• Data supplied:
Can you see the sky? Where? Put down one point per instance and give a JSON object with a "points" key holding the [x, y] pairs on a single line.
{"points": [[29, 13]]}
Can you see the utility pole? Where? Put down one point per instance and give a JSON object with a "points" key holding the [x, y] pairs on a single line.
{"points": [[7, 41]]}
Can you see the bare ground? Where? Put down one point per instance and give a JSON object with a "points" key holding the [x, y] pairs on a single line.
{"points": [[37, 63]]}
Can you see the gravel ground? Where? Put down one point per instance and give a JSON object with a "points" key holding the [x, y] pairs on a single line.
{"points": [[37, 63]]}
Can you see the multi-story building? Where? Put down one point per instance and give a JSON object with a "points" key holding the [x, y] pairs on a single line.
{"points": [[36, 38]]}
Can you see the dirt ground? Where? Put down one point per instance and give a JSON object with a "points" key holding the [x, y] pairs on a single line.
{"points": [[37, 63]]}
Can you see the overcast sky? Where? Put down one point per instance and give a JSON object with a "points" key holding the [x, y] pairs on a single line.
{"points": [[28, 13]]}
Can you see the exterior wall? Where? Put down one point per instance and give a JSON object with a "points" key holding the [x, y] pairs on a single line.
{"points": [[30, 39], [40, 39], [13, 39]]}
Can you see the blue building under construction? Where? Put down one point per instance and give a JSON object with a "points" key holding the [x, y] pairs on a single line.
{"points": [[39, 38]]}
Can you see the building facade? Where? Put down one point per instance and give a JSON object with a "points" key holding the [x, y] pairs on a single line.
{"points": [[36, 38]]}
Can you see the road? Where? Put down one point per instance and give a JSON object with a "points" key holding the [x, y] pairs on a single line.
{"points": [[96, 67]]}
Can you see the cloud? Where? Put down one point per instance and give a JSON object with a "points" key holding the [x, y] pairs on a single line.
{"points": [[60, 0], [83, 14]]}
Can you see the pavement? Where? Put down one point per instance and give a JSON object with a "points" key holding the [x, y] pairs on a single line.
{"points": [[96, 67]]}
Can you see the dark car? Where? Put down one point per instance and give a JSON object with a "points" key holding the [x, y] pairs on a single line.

• Exercise aim:
Find "Can you see the road?" in the data above, then repeat that line and all lines after it exactly, ending with the final line.

• Response:
Can you see the road? Where? Put down one point per instance and give a JSON object with a "points" key holding the [x, y] pairs on a single line.
{"points": [[96, 67]]}
Can you see the cloud? Where? Put down one point per instance and give a JSON object with a "points" key holding the [x, y] pairs on a single line.
{"points": [[60, 0], [83, 14]]}
Can you see the pavement? Where? Put down one point per instance and give a JSON object with a "points" key holding the [x, y] pairs on a single line.
{"points": [[96, 67]]}
Can you see the dark car? Where? Put down one point per instance and give a JSON object with a "points" key holding the [x, y] pairs on a single line.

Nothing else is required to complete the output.